■ **Aim of the task**
Arrange the records below as a two-column CSV with the header columns "input" and "output", one row per record. Put each record's full text in the first field and its answer in the second, wrap each field in double quotes, replace line breaks with spaces, and omit the pictures.

■ **Data section**
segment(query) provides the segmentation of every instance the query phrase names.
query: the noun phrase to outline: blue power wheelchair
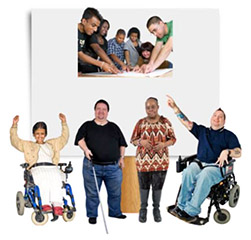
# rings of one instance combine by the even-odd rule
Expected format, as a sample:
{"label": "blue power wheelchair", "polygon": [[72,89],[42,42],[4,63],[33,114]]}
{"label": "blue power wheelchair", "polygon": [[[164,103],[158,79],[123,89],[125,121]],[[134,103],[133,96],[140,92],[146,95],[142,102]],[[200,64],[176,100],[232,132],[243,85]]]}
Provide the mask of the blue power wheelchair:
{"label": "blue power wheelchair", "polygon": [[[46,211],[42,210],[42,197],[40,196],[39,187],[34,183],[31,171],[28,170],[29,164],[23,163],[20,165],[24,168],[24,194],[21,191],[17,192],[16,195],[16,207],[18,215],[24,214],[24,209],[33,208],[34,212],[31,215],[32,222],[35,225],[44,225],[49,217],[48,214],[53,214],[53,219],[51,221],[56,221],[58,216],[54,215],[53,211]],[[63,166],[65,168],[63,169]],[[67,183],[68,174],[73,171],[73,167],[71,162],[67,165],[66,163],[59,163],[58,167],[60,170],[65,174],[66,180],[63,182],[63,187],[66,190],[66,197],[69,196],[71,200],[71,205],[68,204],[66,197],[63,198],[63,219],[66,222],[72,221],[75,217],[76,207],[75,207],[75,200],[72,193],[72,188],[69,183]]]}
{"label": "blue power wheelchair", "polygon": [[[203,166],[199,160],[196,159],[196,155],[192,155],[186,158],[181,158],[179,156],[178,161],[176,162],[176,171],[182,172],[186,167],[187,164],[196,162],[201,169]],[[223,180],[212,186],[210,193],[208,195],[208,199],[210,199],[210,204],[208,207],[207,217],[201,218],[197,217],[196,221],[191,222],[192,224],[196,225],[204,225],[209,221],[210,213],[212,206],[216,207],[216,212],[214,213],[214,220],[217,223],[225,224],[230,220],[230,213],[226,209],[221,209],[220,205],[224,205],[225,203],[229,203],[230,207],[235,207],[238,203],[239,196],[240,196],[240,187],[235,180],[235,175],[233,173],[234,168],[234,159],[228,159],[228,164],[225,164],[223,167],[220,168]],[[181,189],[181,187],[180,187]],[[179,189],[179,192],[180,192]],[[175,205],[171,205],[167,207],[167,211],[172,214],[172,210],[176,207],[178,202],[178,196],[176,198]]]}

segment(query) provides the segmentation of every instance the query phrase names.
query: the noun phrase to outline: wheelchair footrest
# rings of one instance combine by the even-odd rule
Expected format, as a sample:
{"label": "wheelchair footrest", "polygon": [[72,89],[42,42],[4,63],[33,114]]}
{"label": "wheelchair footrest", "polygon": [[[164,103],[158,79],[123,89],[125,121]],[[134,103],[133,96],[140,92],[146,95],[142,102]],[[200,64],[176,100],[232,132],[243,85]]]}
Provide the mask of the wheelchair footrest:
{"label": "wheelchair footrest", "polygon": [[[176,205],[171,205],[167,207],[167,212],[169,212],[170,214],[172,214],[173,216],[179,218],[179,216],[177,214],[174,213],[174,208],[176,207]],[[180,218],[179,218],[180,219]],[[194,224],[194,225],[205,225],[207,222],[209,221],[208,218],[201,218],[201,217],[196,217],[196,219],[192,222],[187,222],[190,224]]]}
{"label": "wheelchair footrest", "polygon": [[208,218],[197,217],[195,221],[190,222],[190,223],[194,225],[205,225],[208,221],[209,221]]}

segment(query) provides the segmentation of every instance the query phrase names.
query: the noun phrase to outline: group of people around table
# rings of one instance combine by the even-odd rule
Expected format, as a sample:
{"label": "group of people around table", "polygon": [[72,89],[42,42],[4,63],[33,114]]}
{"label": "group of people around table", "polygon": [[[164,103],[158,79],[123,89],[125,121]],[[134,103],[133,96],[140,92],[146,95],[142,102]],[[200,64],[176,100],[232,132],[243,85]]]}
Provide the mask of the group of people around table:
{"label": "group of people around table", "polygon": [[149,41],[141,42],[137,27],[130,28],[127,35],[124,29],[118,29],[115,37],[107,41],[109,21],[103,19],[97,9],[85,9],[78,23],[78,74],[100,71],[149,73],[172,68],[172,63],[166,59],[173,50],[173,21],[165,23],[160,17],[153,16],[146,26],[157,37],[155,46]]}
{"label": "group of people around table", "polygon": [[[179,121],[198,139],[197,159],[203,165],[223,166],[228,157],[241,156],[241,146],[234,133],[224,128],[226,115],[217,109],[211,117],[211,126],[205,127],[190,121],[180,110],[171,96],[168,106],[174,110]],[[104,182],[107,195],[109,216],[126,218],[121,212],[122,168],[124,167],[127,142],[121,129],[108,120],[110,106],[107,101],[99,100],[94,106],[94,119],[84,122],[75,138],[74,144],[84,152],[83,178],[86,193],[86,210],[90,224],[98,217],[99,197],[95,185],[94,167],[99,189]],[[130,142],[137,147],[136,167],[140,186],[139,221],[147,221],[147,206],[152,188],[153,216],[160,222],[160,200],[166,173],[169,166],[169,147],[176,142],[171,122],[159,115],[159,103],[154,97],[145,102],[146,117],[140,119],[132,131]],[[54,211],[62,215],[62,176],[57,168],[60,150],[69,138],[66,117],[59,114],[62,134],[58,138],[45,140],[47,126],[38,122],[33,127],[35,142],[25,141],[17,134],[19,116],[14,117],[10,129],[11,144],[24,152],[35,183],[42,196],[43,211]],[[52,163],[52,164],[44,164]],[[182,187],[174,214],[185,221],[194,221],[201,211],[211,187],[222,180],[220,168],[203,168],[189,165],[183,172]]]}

■ **Task answer**
input,output
"segment(query) provides the segmentation of every instance the query phrase names. query: the noun phrase to outline: blue power wheelchair # rings of one instance combine by the even-odd rule Expected format, as a sample: {""label"": ""blue power wheelchair"", ""polygon"": [[72,89],[42,42],[4,63],[33,114]]} {""label"": ""blue power wheelchair"", ""polygon"": [[[164,103],[158,79],[123,89],[125,121]],[[134,103],[133,96],[140,92],[146,95],[142,102]],[[200,64],[176,100],[232,132],[243,85]]]} Provide the mask of the blue power wheelchair:","{""label"": ""blue power wheelchair"", ""polygon"": [[[46,211],[42,210],[42,197],[40,196],[39,187],[34,183],[31,171],[28,170],[29,164],[23,163],[20,165],[24,168],[24,194],[21,191],[17,192],[16,195],[16,207],[18,215],[24,214],[24,209],[33,208],[34,212],[31,215],[32,222],[35,225],[44,225],[49,217],[48,214],[53,214],[53,219],[51,221],[56,221],[58,216],[54,215],[53,211]],[[63,166],[65,168],[63,169]],[[67,183],[68,174],[73,171],[73,167],[71,162],[67,165],[66,163],[59,163],[58,167],[60,170],[65,174],[66,180],[63,182],[63,187],[66,190],[66,197],[69,196],[71,200],[71,205],[68,204],[66,197],[63,198],[63,219],[66,222],[72,221],[75,217],[76,207],[75,207],[75,200],[72,193],[72,188],[69,183]]]} {""label"": ""blue power wheelchair"", ""polygon"": [[[203,166],[199,160],[196,159],[196,155],[192,155],[186,158],[181,158],[179,156],[178,161],[176,162],[176,171],[182,172],[186,167],[187,164],[196,162],[201,169]],[[223,180],[212,186],[210,193],[208,195],[208,199],[210,199],[210,204],[208,207],[207,217],[201,218],[197,217],[196,221],[191,222],[192,224],[196,225],[204,225],[209,221],[210,213],[212,206],[216,207],[216,212],[214,213],[214,220],[217,223],[225,224],[230,220],[230,213],[226,209],[221,209],[220,205],[224,205],[225,203],[229,203],[230,207],[235,207],[238,203],[239,196],[240,196],[240,187],[235,180],[235,175],[233,173],[234,168],[234,159],[228,159],[228,164],[225,164],[223,167],[220,168]],[[181,189],[181,187],[180,187]],[[179,189],[179,192],[180,192]],[[175,205],[171,205],[167,207],[167,211],[172,214],[172,210],[176,207],[178,202],[178,196],[176,198]]]}"
"segment(query) provides the segmentation of every instance the query phrase names. query: the noun phrase to outline: wheelchair footrest # rings of one instance combine by the even-odd rule Expected format, as a sample: {""label"": ""wheelchair footrest"", ""polygon"": [[72,89],[42,42],[4,63],[33,114]]} {""label"": ""wheelchair footrest"", ""polygon"": [[[164,103],[158,79],[123,89],[125,121]],[[134,103],[133,96],[140,92],[146,95],[142,102]],[[200,64],[176,100],[232,132],[243,85]]]} Provide the mask of the wheelchair footrest:","{""label"": ""wheelchair footrest"", ""polygon"": [[[176,205],[171,205],[167,207],[167,212],[169,212],[170,214],[172,214],[173,216],[179,218],[179,216],[177,214],[174,213],[174,208],[176,207]],[[180,218],[179,218],[180,219]],[[194,224],[194,225],[205,225],[207,222],[209,221],[208,218],[201,218],[201,217],[196,217],[196,219],[192,222],[187,222],[190,224]]]} {""label"": ""wheelchair footrest"", ""polygon"": [[208,218],[197,217],[195,221],[190,222],[190,223],[194,225],[205,225],[208,221],[209,221]]}"
"segment(query) provides the segmentation of every instance the query phrase names. query: the noun phrase to outline: group of people around table # rings of one instance combine by the even-odd rule Expected format, as a sample: {""label"": ""group of people around table"", ""polygon"": [[72,89],[42,42],[4,63],[33,114]]} {""label"": ""group of people around table"", ""polygon"": [[[164,103],[158,79],[123,89],[125,121]],[[134,103],[133,96],[140,92],[146,95],[142,102]],[[200,64],[176,100],[232,132],[243,85]]]} Provide the mask of the group of people around table:","{""label"": ""group of people around table"", ""polygon"": [[149,41],[141,42],[137,27],[130,28],[127,35],[124,29],[118,29],[115,37],[107,41],[109,21],[103,19],[97,9],[85,9],[78,23],[78,74],[100,71],[149,73],[172,68],[172,63],[166,59],[173,50],[173,21],[165,23],[160,17],[153,16],[146,26],[157,37],[155,46]]} {""label"": ""group of people around table"", ""polygon"": [[[179,121],[198,139],[197,159],[203,165],[223,166],[228,157],[241,156],[241,146],[234,133],[224,128],[226,115],[217,109],[211,117],[211,126],[205,127],[190,121],[180,110],[171,96],[168,106],[174,110]],[[104,182],[107,195],[109,216],[126,218],[121,212],[122,168],[124,167],[127,142],[121,129],[108,120],[110,106],[107,101],[99,100],[94,106],[94,119],[84,122],[75,138],[74,144],[84,152],[83,178],[86,193],[86,210],[90,224],[98,217],[99,197],[95,185],[94,167],[99,189]],[[130,142],[137,147],[136,167],[140,186],[139,221],[147,221],[147,206],[152,188],[153,216],[160,222],[160,200],[166,173],[169,166],[169,147],[176,142],[171,122],[159,115],[159,103],[154,97],[145,102],[146,117],[140,119],[132,131]],[[54,211],[62,215],[62,176],[57,168],[60,150],[69,138],[66,117],[59,114],[62,134],[58,138],[45,140],[47,126],[38,122],[33,127],[35,142],[25,141],[17,134],[19,116],[14,117],[10,129],[11,144],[24,152],[35,183],[42,196],[43,211]],[[52,163],[52,164],[44,164]],[[182,187],[174,214],[185,221],[194,221],[201,211],[211,187],[222,180],[220,168],[203,168],[189,165],[183,172]]]}"